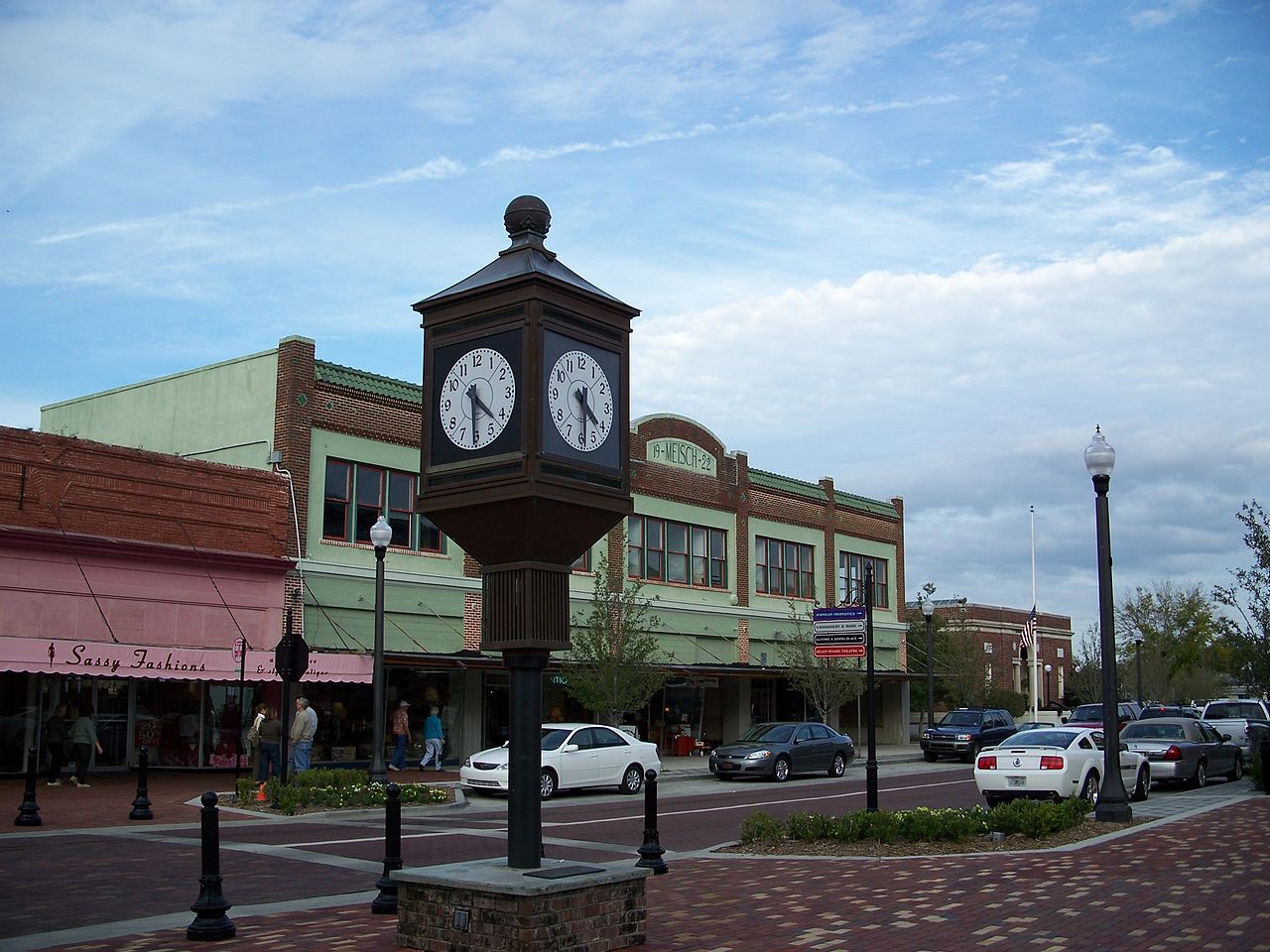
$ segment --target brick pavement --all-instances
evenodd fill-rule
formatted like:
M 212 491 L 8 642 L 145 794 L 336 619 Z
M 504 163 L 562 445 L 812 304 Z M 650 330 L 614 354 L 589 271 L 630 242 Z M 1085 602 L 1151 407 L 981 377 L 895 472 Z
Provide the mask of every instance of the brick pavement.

**Given problem:** Copy every line of the records above verbatim, leaving out the pictures.

**Correct result:**
$ segment --target brick pavement --all-instances
evenodd fill-rule
formatted like:
M 212 491 L 8 642 L 145 794 L 336 619 Z
M 504 163 L 562 445 L 812 304 Z M 650 330 L 614 354 L 589 271 L 630 242 Z M 1085 602 L 1151 407 L 981 377 L 895 472 Z
Provide the mask of every instance of the brick pavement.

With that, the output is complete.